───── Rows ─────

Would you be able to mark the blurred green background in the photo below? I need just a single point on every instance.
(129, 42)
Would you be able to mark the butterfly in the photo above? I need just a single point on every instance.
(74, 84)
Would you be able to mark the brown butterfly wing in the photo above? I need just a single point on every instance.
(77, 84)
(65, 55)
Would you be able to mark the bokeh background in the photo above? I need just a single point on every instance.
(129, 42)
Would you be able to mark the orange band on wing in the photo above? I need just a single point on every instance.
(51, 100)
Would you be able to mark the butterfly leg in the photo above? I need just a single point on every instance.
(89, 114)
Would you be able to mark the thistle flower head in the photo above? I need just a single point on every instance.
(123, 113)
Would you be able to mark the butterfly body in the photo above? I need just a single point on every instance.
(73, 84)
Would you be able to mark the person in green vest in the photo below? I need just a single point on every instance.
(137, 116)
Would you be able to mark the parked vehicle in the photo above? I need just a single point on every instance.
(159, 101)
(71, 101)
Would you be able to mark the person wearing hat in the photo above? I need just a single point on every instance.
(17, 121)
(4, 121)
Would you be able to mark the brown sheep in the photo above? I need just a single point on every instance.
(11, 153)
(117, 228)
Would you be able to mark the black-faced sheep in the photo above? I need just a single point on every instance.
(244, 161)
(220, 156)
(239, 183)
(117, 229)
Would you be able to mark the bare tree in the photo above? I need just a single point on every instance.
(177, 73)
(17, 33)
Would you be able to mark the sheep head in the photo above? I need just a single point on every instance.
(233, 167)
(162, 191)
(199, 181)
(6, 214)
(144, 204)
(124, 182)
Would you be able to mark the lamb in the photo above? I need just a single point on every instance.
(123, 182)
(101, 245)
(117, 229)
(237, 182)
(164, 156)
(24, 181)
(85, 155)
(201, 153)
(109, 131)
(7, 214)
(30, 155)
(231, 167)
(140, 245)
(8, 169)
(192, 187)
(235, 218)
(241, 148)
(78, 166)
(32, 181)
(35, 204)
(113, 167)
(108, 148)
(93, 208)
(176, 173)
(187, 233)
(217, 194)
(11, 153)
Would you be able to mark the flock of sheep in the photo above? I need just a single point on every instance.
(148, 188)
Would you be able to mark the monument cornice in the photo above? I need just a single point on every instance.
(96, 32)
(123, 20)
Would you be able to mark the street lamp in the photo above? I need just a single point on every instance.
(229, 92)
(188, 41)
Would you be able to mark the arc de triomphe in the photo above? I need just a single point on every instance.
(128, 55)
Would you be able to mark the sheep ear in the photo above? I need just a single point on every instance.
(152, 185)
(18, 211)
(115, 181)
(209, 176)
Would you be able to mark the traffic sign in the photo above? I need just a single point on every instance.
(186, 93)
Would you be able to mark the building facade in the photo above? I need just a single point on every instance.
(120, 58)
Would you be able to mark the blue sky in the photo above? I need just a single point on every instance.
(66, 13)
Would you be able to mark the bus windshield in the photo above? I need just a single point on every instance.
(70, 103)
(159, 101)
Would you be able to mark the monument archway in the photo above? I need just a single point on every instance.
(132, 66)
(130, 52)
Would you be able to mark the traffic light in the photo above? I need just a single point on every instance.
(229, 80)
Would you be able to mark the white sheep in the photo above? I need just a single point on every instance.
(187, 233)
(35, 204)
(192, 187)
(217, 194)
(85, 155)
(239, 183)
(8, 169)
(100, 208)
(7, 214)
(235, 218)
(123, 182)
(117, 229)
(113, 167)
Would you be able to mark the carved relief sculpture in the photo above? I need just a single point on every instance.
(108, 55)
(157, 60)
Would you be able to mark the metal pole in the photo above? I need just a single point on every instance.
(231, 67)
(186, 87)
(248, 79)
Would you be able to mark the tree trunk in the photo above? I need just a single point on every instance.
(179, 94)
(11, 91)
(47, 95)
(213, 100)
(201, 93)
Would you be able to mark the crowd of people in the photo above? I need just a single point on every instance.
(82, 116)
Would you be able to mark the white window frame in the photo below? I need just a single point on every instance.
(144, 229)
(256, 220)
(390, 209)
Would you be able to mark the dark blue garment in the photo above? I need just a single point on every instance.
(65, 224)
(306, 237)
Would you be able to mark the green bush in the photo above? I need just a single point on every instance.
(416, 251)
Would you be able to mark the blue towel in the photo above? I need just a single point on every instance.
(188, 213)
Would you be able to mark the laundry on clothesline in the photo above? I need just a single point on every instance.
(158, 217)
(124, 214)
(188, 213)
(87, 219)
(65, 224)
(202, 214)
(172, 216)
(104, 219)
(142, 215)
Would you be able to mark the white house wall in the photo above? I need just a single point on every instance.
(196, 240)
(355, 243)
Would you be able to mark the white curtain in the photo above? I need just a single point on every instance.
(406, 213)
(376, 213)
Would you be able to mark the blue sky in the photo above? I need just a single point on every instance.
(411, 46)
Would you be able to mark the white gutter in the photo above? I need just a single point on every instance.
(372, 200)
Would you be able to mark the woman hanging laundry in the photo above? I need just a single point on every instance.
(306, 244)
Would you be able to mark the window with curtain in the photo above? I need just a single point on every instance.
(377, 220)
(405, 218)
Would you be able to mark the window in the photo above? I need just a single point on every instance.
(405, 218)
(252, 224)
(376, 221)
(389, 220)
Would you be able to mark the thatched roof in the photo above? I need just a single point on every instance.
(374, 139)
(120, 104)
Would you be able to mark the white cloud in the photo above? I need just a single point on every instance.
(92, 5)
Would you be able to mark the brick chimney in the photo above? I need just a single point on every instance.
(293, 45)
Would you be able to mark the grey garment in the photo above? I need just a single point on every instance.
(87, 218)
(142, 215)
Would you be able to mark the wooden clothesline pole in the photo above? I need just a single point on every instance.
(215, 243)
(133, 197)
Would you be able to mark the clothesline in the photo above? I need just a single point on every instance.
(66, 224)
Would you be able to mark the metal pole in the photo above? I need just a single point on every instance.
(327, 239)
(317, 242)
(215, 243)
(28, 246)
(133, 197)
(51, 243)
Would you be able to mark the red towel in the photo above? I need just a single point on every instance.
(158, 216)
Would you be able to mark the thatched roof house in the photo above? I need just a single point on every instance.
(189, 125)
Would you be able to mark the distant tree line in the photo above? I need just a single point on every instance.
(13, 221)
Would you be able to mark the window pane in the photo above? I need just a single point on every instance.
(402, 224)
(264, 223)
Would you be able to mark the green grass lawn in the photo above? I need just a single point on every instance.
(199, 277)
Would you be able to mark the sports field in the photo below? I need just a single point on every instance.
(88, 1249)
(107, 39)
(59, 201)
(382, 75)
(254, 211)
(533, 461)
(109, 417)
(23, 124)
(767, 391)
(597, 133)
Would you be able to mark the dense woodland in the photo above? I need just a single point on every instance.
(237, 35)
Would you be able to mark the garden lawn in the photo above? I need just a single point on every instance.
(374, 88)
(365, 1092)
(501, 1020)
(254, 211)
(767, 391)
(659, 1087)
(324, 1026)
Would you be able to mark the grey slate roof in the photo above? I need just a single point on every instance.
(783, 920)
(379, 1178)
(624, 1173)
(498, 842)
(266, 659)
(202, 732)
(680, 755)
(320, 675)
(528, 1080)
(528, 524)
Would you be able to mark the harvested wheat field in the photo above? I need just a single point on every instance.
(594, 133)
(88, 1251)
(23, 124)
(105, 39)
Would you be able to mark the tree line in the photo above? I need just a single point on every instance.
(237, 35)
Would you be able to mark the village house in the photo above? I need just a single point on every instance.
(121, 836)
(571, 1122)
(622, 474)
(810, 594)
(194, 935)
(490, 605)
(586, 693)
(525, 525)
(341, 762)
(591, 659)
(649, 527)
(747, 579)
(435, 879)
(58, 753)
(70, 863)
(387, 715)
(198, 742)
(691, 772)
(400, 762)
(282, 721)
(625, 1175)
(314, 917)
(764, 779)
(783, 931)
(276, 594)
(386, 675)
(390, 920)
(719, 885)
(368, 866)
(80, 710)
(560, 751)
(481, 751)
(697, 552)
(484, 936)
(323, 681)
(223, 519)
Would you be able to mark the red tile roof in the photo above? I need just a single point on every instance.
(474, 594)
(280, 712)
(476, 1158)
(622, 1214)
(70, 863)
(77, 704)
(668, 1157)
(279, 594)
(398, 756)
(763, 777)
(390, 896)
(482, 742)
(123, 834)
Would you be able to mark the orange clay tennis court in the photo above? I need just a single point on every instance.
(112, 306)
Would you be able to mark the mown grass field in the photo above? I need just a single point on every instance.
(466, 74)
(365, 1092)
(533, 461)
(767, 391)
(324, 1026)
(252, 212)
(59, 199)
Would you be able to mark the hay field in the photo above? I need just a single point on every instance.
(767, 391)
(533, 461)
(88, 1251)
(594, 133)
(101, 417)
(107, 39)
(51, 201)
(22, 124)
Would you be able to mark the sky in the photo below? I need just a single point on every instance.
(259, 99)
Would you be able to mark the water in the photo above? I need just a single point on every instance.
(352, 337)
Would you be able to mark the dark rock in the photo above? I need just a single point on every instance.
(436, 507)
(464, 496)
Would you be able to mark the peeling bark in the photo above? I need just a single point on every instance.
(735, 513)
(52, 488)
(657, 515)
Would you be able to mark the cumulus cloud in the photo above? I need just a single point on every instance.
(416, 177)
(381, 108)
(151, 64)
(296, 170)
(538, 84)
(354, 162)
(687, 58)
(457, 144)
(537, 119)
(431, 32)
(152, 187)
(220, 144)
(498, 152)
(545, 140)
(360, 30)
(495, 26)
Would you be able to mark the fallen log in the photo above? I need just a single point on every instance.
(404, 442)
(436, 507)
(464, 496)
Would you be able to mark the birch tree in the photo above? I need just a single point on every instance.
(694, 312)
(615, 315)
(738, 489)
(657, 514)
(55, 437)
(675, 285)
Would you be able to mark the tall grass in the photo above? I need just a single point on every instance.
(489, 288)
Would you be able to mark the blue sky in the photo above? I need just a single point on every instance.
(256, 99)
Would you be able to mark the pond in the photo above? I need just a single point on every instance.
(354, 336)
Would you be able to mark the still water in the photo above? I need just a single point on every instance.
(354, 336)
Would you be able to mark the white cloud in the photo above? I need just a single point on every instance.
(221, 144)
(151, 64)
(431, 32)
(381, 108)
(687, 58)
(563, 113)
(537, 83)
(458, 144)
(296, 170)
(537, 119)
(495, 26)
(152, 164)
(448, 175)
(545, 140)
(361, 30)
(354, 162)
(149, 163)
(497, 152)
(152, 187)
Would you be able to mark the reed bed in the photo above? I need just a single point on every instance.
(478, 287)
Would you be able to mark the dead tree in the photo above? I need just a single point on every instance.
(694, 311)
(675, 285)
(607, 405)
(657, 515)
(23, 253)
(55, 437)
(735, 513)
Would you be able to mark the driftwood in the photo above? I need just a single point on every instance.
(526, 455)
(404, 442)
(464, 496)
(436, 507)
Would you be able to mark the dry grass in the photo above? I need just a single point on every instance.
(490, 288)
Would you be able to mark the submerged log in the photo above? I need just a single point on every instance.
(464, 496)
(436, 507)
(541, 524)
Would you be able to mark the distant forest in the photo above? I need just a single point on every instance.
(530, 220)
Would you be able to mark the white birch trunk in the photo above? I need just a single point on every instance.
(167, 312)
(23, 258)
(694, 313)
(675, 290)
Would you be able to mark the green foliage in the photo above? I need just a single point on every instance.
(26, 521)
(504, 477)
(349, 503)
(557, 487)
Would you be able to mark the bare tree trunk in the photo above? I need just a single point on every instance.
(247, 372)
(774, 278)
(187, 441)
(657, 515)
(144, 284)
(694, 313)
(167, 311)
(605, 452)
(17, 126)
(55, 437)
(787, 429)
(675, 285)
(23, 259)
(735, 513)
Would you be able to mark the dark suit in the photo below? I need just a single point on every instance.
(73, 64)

─────

Objective:
Reproduce the listing above verbatim from the line containing "Would you be able to mark the submerged" through the end of the listing, both ends included.

Task solution:
Would you be able to mark the submerged log in the photo above? I need just a single point on every instance.
(464, 496)
(436, 507)
(541, 524)
Would you be able to mark the distant forest in the photo above? I need just a single point on every instance.
(530, 220)
Would you be able to mark the white birch trunk in the photo above? I need just a single point on every instance.
(167, 312)
(23, 258)
(694, 313)
(675, 290)
Would you be able to mark the green foliage in the photo above? I need just a single point on every instance.
(26, 521)
(504, 477)
(349, 503)
(557, 487)
Would you be able to mark the bare tree trunk in the photo above? I need just a single point on every instance.
(247, 372)
(774, 278)
(187, 441)
(657, 515)
(144, 284)
(694, 313)
(167, 311)
(605, 452)
(17, 126)
(55, 437)
(787, 429)
(675, 285)
(23, 259)
(735, 513)
Would you be able to mark the dark suit in the photo below? I need just a single point on every instance.
(73, 64)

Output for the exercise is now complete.